### THE TASK
Please copy out the part of the listing that opens with the line containing "For every instance of the upright" and closes with the line containing "(1160, 302)", replacing "thickest part" with "widest part" and keeping everything else as it is.

[Stored entries]
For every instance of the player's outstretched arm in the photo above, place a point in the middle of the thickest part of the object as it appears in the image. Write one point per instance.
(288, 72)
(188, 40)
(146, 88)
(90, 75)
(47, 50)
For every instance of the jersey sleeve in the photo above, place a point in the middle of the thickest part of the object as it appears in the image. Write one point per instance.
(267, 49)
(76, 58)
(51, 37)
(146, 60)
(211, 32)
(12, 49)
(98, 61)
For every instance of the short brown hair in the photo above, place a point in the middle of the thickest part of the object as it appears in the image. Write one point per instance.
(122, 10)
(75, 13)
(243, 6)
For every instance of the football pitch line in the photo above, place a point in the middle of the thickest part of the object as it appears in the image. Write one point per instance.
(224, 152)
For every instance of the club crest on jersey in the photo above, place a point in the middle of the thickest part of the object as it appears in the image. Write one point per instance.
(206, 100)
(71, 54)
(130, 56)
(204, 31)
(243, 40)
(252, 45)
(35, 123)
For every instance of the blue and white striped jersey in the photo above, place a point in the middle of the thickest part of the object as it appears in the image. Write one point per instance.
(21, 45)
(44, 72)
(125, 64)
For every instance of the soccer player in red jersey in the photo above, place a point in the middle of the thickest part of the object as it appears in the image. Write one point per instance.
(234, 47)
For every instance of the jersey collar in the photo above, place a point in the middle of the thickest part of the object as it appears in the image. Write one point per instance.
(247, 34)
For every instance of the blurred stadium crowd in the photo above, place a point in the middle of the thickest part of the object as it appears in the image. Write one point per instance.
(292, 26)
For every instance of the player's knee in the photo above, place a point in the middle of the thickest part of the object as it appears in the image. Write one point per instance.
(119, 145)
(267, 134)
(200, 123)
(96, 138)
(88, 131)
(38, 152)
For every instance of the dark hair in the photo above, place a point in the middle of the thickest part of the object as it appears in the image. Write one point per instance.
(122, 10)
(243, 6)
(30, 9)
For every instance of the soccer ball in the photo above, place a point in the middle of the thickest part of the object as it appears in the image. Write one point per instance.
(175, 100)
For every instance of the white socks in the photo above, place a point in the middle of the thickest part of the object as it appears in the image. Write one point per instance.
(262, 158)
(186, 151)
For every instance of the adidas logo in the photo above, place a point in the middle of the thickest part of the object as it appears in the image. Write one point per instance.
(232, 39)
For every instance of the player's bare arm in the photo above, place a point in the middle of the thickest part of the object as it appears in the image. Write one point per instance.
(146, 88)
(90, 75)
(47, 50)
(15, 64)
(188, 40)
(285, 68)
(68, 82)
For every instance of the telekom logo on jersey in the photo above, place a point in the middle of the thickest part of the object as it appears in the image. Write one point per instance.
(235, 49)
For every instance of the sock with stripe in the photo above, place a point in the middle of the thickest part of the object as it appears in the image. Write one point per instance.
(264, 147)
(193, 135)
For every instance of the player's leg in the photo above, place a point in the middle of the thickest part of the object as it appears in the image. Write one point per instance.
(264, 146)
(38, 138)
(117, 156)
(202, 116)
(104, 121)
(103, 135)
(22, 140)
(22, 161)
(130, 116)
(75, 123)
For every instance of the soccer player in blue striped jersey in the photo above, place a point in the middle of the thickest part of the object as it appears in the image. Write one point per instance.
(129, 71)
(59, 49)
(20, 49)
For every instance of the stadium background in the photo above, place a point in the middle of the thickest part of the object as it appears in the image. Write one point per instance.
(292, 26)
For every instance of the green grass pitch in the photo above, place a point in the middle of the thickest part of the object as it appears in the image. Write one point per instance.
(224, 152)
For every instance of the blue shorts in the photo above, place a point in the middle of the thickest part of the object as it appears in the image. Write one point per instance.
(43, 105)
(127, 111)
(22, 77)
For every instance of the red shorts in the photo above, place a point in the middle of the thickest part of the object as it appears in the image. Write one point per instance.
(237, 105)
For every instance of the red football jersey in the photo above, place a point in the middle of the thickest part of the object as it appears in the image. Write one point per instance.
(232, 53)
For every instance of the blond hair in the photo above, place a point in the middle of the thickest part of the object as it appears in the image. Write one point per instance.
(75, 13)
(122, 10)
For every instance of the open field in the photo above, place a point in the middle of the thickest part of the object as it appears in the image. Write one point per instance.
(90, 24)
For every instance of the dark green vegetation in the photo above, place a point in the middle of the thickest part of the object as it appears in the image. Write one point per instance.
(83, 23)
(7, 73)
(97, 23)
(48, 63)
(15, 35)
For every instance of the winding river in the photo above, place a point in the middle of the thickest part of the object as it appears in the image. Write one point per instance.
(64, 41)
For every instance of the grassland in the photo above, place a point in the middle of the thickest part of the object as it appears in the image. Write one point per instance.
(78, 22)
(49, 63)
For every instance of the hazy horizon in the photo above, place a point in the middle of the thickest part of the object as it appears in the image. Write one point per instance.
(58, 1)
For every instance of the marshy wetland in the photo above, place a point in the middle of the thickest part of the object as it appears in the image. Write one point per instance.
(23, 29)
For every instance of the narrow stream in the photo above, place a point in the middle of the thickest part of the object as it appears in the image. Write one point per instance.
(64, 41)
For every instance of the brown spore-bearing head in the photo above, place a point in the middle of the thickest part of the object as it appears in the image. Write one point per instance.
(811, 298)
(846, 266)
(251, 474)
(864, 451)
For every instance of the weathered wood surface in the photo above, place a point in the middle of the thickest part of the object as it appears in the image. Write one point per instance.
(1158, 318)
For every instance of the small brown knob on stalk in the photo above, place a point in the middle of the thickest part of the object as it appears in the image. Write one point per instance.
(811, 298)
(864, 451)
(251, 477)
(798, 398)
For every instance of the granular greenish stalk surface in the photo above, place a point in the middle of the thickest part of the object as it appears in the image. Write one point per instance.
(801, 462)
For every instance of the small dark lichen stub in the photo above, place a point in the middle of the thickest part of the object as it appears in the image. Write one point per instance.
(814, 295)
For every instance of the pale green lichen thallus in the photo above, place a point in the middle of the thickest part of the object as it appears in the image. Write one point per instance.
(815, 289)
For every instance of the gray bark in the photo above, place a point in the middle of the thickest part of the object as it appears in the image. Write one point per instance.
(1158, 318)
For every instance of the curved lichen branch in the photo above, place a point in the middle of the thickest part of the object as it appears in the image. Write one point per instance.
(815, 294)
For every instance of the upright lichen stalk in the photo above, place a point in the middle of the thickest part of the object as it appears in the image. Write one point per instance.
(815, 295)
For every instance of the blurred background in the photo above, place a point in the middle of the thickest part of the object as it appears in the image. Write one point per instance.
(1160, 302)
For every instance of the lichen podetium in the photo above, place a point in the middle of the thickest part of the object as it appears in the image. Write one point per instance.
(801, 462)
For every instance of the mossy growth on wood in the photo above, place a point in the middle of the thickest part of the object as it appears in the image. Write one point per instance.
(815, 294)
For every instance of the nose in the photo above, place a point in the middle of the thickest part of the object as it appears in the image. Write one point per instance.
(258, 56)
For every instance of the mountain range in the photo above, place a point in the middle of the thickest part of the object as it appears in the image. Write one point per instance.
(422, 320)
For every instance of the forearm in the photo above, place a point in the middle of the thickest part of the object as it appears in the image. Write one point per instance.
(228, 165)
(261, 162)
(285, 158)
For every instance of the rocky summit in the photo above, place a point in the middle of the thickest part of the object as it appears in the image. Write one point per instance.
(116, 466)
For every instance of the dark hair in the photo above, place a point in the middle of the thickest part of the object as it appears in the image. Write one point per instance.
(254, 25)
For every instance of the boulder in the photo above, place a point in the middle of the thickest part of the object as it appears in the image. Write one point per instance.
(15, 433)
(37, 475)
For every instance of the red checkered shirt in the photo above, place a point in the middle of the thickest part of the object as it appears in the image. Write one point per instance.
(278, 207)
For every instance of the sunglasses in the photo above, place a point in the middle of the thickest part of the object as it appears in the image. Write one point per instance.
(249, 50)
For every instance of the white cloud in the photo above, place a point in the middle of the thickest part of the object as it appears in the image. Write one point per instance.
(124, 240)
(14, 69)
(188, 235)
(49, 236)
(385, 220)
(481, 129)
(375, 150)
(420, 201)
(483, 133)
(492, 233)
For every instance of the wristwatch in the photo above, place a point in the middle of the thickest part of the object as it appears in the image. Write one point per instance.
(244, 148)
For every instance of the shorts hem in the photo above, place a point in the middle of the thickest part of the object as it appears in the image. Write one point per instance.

### PROBLEM SOLUTION
For every instance of the upright lichen stalk in the photo above, place a point in the middle of the widest part of the object as it appears in the image. Write one point per instance.
(815, 295)
For every instance of the blurred background in the photo above, place a point in the middle of the widest part of the object as it appears in the image. Write one point per instance.
(1160, 302)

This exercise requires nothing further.